= Record list =
________________________________________
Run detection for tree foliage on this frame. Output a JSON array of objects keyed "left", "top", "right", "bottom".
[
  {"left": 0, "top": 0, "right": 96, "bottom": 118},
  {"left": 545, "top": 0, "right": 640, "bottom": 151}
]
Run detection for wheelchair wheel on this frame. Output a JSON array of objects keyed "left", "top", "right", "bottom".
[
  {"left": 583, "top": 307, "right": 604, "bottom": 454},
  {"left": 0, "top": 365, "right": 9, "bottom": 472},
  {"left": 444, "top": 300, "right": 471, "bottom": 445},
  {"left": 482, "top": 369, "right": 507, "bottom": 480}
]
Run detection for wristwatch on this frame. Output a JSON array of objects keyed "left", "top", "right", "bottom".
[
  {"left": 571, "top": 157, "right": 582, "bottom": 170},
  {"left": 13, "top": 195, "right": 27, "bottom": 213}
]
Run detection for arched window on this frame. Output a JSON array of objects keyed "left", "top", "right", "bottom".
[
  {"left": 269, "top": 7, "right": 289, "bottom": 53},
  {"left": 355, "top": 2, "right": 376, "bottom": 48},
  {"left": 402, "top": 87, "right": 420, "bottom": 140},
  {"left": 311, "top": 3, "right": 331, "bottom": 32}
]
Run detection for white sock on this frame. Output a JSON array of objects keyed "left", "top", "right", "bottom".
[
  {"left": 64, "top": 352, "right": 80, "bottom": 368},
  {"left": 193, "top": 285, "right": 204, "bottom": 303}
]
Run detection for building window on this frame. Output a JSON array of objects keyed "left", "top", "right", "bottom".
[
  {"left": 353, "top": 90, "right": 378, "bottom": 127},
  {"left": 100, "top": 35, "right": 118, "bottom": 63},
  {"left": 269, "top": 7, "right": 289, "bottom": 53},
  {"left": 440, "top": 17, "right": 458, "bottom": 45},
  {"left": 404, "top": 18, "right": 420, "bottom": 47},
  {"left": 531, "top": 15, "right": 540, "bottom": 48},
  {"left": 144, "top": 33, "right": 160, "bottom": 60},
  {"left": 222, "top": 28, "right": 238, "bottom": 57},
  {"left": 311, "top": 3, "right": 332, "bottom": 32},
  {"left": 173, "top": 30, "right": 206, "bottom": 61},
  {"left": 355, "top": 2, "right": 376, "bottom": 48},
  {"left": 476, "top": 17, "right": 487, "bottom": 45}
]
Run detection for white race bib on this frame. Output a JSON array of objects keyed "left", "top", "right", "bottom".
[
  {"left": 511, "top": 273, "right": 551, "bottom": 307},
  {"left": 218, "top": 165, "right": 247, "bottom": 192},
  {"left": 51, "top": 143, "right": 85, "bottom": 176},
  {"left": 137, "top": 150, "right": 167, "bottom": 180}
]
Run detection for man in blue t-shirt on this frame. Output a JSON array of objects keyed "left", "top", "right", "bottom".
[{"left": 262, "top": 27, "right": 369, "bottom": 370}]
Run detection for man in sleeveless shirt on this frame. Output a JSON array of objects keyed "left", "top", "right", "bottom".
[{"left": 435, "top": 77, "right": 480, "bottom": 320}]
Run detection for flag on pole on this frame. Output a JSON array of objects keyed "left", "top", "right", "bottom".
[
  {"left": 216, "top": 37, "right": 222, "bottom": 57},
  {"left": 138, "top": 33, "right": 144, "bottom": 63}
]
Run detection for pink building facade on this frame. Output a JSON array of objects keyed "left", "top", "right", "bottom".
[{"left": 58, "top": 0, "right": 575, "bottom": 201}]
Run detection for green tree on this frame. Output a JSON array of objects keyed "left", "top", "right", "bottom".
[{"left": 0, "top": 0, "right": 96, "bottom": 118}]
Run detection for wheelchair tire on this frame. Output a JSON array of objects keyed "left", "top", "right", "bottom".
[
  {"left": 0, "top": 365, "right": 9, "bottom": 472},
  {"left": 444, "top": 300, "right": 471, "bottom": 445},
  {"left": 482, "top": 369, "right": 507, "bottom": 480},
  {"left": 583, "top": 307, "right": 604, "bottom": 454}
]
________________________________________
= Exercise requirements =
Print out every record again, exactly and in full.

= Output of the exercise =
Run detection for tree foliage on this frame. Output a JSON array of objects keyed "left", "top", "right", "bottom".
[
  {"left": 0, "top": 0, "right": 96, "bottom": 118},
  {"left": 545, "top": 0, "right": 640, "bottom": 151}
]
Run detection for wheelchair wheel on this frame. Output a JSON array of objects keyed "left", "top", "right", "bottom".
[
  {"left": 583, "top": 307, "right": 604, "bottom": 454},
  {"left": 0, "top": 365, "right": 9, "bottom": 472},
  {"left": 444, "top": 300, "right": 471, "bottom": 445},
  {"left": 482, "top": 369, "right": 507, "bottom": 480}
]
Run detection for wristwatch on this frame. Output a JSON array of objects keyed "left", "top", "right", "bottom".
[
  {"left": 571, "top": 157, "right": 582, "bottom": 170},
  {"left": 13, "top": 195, "right": 27, "bottom": 213}
]
Run detection for arched window on this frame. Output a JSON array of objects keyed "left", "top", "right", "bottom".
[
  {"left": 269, "top": 7, "right": 289, "bottom": 53},
  {"left": 355, "top": 2, "right": 376, "bottom": 48},
  {"left": 402, "top": 87, "right": 420, "bottom": 140},
  {"left": 311, "top": 3, "right": 331, "bottom": 32}
]
Run detection for white sock on this frame. Output a JSON array of objects keyed "left", "top", "right", "bottom".
[
  {"left": 64, "top": 352, "right": 80, "bottom": 368},
  {"left": 193, "top": 285, "right": 204, "bottom": 303}
]
Run detection for building window on this frame. Output a JSON array of objects keyed "left", "top", "right", "bottom".
[
  {"left": 353, "top": 90, "right": 378, "bottom": 127},
  {"left": 100, "top": 35, "right": 118, "bottom": 63},
  {"left": 269, "top": 7, "right": 289, "bottom": 53},
  {"left": 440, "top": 17, "right": 458, "bottom": 45},
  {"left": 404, "top": 18, "right": 420, "bottom": 47},
  {"left": 531, "top": 15, "right": 540, "bottom": 48},
  {"left": 144, "top": 33, "right": 160, "bottom": 60},
  {"left": 222, "top": 28, "right": 238, "bottom": 57},
  {"left": 311, "top": 3, "right": 332, "bottom": 32},
  {"left": 173, "top": 30, "right": 206, "bottom": 61},
  {"left": 355, "top": 2, "right": 376, "bottom": 48},
  {"left": 476, "top": 17, "right": 487, "bottom": 45}
]
Run detection for white race bib on this frame. Output a JSON array of objects keyed "left", "top", "right", "bottom".
[
  {"left": 511, "top": 273, "right": 551, "bottom": 307},
  {"left": 218, "top": 165, "right": 247, "bottom": 192},
  {"left": 51, "top": 143, "right": 85, "bottom": 176},
  {"left": 137, "top": 150, "right": 167, "bottom": 180}
]
Run detection for man in blue t-shirt on this frame. Output a JSON array of objects keyed "left", "top", "right", "bottom".
[{"left": 262, "top": 27, "right": 369, "bottom": 370}]
Run detection for man in sleeveless shirt on this frame. Output a JSON array of objects keyed "left", "top", "right", "bottom".
[{"left": 435, "top": 77, "right": 480, "bottom": 320}]
Run detection for flag on pole on this frame. Output a JSON array of objects keyed "left", "top", "right", "bottom".
[
  {"left": 216, "top": 37, "right": 222, "bottom": 57},
  {"left": 138, "top": 33, "right": 144, "bottom": 63}
]
Run detection for pink building facade on this frame. Output a JSON array of objects keyed "left", "top", "right", "bottom".
[{"left": 58, "top": 0, "right": 575, "bottom": 201}]
Run detection for green tree on this frame. Output a JSON array of objects keyed "left", "top", "right", "bottom".
[{"left": 0, "top": 0, "right": 96, "bottom": 118}]
Run detection for wheelchair tire on this frame. Output a JSON array of objects keyed "left", "top", "right", "bottom".
[
  {"left": 0, "top": 365, "right": 9, "bottom": 472},
  {"left": 444, "top": 300, "right": 471, "bottom": 445},
  {"left": 482, "top": 369, "right": 507, "bottom": 480},
  {"left": 583, "top": 307, "right": 604, "bottom": 454}
]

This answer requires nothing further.